What to do:
A - Transcribe the part of the recruiting passage that opens with the words containing "Tam Singer, Corporate" and closes with "became a recruiter.".
B - In the recruiting passage, what is the worst case scenario for a recruiter?
C - Decide whether each statement agrees with the recruiting passage, and support each yes or no with the deciding words quoted from it. (i) Some hires were people the recruiters had been speaking to for three years or more. (ii) Drive means the recruiter has a large network of candidates. (iii) The writer of the last paragraph obtained the licenses required for the positions they recruit for.

Selected passage:
>> Start

I see communication as one of the building blocks for successfully managing the hiring manager side.
On the candidate/sourcing side, the ability to build relationships with potential candidates and knowing the details of the position in question are key. I always recommend focusing on a match. The right candidate has to fit with the right opportunity.
The worst case scenario for a recruiter is for the candidate to have false expectations and end up unhappy three months into the job. This means talking with a lot of potentials until a viable match is found. There have been a number of occurrences where we hire someone we’ve been speaking to for three years or more.
A truly great recruiter will know the intimate details of the position and culture. This will allow not only for deciding who has the skill set to be successful in the role but also for clear communication of a realistic job preview.
Tam Singer, Corporate Recruiter, OHL
Top four attributes of the best recruiters
- Confidence: Recruiter listens and learns what the hiring manager needs and what they are really saying
- Drive: Recruiter fills the position in the quickest time in the most direct way
- Network: Recruiter has large network of candidates to go to in any given situation
- Trust: Their reputation is that they will get the position filled because they have consistent proven results
Lindsay Dycus, Recruiter, Shoemaker Financial
I think the main thing that puts a recruiter a cut above the rest is working knowledge of the position you are hiring for. I was fortunate enough to have gotten the licenses required to do the positions I recruit for and also work in a similar firm before I became a recruiter.

>> End

(Point labeling examples)

>> Start

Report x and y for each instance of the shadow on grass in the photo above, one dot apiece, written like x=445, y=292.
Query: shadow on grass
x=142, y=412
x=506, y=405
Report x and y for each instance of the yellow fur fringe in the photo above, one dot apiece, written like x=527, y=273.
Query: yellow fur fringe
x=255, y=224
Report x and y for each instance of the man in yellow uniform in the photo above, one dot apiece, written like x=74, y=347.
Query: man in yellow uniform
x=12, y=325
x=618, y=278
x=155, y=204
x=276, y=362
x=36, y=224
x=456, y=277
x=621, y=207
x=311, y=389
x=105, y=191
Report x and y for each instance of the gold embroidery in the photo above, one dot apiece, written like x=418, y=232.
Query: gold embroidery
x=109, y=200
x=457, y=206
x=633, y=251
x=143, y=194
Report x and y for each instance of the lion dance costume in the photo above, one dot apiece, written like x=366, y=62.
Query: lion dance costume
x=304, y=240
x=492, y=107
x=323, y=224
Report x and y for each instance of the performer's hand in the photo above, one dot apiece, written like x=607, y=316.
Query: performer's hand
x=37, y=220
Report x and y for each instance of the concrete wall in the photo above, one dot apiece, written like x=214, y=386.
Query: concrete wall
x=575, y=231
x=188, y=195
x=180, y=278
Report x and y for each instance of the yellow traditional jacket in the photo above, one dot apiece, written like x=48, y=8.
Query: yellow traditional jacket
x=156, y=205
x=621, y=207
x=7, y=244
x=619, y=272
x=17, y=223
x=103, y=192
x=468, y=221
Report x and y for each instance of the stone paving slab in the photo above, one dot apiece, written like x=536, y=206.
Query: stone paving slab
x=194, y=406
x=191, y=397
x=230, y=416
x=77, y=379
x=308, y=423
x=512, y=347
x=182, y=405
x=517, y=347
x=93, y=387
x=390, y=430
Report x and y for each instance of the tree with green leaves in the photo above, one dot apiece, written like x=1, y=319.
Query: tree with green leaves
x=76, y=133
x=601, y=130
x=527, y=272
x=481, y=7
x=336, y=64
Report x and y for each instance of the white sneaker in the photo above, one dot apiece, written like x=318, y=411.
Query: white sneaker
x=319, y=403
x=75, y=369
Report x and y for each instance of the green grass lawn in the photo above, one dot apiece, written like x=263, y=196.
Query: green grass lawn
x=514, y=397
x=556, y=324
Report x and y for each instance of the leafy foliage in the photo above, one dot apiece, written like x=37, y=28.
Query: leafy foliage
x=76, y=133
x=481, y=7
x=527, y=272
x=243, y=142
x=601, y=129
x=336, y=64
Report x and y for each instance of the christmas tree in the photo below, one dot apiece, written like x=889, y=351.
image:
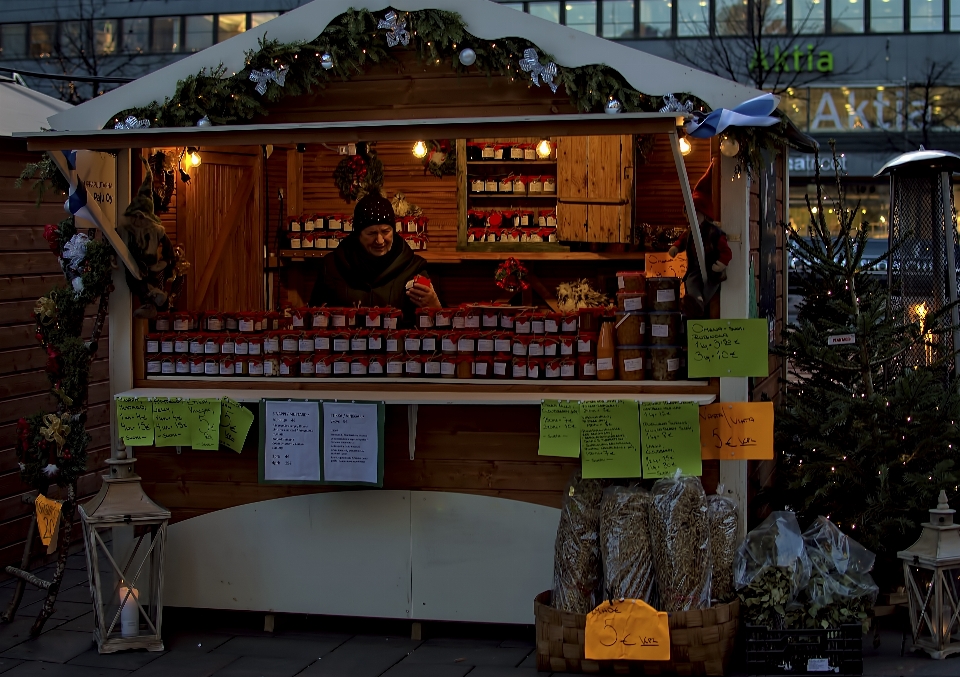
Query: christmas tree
x=863, y=437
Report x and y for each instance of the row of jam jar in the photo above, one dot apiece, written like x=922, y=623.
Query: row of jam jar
x=299, y=318
x=372, y=341
x=396, y=365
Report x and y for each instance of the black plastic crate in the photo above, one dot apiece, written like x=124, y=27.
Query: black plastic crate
x=834, y=651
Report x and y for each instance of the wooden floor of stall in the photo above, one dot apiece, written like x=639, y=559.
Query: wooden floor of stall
x=29, y=270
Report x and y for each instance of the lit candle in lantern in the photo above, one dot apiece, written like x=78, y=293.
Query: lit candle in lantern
x=129, y=614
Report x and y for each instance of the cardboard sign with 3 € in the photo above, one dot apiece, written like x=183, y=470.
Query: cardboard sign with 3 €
x=628, y=629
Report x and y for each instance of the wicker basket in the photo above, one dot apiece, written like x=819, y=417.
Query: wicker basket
x=701, y=642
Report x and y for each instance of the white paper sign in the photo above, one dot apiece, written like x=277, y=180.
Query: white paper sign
x=292, y=443
x=350, y=442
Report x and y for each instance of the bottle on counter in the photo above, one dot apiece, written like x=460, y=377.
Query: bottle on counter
x=606, y=351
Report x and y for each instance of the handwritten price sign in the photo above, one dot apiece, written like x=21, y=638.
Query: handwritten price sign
x=737, y=431
x=629, y=629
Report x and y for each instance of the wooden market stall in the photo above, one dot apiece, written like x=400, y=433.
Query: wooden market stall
x=463, y=527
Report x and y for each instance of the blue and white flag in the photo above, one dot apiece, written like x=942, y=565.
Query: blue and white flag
x=753, y=113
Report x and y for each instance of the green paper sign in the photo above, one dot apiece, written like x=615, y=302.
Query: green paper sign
x=727, y=348
x=559, y=428
x=135, y=421
x=204, y=423
x=671, y=438
x=235, y=422
x=610, y=438
x=171, y=420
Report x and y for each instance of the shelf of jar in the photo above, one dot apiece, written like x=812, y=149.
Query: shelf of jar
x=525, y=163
x=423, y=390
x=517, y=251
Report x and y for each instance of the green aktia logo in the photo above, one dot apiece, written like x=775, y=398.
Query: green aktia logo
x=793, y=60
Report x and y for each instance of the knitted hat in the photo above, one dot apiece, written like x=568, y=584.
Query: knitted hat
x=142, y=203
x=372, y=210
x=703, y=194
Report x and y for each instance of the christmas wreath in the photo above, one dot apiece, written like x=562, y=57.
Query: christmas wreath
x=511, y=276
x=359, y=174
x=441, y=158
x=52, y=446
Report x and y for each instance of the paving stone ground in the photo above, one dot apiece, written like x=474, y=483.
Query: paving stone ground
x=204, y=643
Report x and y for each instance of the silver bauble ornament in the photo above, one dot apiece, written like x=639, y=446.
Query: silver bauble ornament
x=729, y=147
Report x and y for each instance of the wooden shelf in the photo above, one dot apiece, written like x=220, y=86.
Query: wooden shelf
x=459, y=256
x=526, y=163
x=512, y=196
x=422, y=390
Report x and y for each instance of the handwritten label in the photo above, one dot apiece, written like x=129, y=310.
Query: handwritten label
x=671, y=438
x=291, y=446
x=235, y=422
x=728, y=348
x=135, y=421
x=48, y=521
x=171, y=422
x=204, y=422
x=737, y=431
x=350, y=442
x=628, y=629
x=841, y=340
x=559, y=428
x=610, y=438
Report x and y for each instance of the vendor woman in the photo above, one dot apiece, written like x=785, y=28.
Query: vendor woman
x=372, y=266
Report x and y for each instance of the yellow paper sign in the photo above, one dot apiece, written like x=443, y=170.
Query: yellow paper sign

>> End

Task answers:
A -
Tam Singer, Corporate Recruiter, OHL
Top four attributes of the best recruiters
- Confidence: Recruiter listens and learns what the hiring manager needs and what they are really saying
- Drive: Recruiter fills the position in the quickest time in the most direct way
- Network: Recruiter has large network of candidates to go to in any given situation
- Trust: Their reputation is that they will get the position filled because they have consistent proven results
Lindsay Dycus, Recruiter, Shoemaker Financial
I think the main thing that puts a recruiter a cut above the rest is working knowledge of the position you are hiring for. I was fortunate enough to have gotten the licenses required to do the positions I recruit for and also work in a similar firm before I became a recruiter.

B - The candidate has false expectations and ends up unhappy three months into the job.

C -
(i) Yes: "There have been a number of occurrences where we hire someone we’ve been speaking to for three years or more."
(ii) No: "Drive: Recruiter fills the position in the quickest time in the most direct way"
(iii) Yes: "I was fortunate enough to have gotten the licenses required to do the positions I recruit for"